### Set task
Return, unchanged, the lines from the one containing "Give the outline of every instance of the <item>white" through the last line.

### Provided entries
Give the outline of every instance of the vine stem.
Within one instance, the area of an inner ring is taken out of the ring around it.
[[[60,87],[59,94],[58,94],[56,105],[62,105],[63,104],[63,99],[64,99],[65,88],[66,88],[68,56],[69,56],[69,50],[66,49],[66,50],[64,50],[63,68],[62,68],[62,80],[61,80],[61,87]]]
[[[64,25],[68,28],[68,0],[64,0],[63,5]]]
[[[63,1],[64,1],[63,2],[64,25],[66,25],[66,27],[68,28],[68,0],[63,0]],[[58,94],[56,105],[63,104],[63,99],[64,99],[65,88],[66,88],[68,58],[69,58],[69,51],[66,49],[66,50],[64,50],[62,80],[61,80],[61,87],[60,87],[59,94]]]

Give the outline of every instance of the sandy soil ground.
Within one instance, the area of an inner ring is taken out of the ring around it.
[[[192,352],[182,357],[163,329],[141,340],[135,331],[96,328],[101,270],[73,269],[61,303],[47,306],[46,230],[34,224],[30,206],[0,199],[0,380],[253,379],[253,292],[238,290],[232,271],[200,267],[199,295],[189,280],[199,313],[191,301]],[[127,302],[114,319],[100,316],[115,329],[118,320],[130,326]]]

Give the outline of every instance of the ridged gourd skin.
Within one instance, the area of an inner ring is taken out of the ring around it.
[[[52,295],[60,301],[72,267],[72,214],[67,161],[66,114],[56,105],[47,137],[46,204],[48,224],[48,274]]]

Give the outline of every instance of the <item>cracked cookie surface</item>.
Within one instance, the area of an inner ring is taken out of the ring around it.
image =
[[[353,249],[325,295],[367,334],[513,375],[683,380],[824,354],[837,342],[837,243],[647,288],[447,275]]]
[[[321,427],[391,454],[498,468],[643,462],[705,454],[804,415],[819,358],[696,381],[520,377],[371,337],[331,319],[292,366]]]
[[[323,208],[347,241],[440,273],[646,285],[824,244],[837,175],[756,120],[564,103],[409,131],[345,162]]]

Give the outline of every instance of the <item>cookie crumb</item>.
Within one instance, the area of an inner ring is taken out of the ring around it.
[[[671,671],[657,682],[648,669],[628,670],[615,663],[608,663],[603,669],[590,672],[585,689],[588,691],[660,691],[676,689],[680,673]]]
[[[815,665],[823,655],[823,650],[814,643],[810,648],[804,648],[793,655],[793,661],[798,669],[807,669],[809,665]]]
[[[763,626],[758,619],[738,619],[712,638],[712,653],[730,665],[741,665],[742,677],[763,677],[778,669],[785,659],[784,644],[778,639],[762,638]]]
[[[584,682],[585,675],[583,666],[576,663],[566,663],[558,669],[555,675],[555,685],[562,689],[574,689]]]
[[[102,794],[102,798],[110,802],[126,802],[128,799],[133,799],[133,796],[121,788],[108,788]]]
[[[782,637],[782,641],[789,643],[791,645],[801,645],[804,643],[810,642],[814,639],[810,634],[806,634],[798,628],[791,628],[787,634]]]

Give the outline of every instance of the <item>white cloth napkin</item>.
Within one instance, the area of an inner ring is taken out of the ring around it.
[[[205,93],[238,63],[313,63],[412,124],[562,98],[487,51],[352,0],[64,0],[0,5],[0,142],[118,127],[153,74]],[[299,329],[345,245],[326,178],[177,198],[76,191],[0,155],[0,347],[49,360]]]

### Final result
Give the outline of every instance of the <item>white cloth napkin</item>.
Within one instance, the area of an inner ring is taken out of the ring around it.
[[[205,93],[238,63],[313,63],[412,124],[562,98],[487,51],[352,0],[64,0],[0,5],[0,142],[118,127],[153,74]],[[299,329],[345,245],[326,178],[177,198],[76,191],[0,155],[0,347],[49,360]]]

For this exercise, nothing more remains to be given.